Written problem >> Pull every line of text from the items below and reproduce each one word for word. Leave the pictures out of your answer.

Input for this task >>
━━━━━━━━
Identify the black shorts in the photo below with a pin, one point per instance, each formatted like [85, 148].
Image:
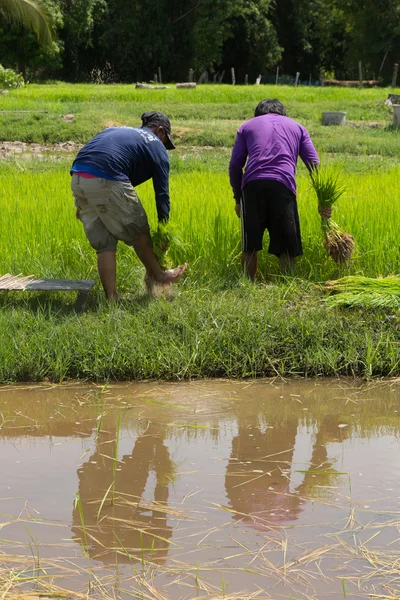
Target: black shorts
[269, 204]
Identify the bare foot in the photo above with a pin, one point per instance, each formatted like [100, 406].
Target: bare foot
[172, 275]
[155, 288]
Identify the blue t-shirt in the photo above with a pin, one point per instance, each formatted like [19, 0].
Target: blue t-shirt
[128, 154]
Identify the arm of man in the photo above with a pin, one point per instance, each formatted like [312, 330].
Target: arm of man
[236, 164]
[161, 188]
[309, 156]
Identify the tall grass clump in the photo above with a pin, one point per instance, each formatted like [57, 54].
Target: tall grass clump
[329, 187]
━━━━━━━━
Reply to the task >>
Identify the black shorts in the photo below with a pin, one point per instance, each formatted like [85, 148].
Image:
Target: black shorts
[269, 204]
Identify the bare foot in the photo above with a pin, one point per instance, each formatted like [100, 406].
Target: bare foot
[172, 275]
[155, 288]
Identify the blue t-shirt in the photo above with a pin, one point per instance, each formatted like [19, 0].
Target: blue t-shirt
[128, 154]
Identify the arm of man in the photo above with a pin, one point per instance, each formatted like [312, 330].
Target: arm of man
[236, 164]
[161, 188]
[309, 156]
Identify the tall grass clump in the photo above with a pin, one point per instance, each formatted like [57, 54].
Target: tall grass clump
[329, 187]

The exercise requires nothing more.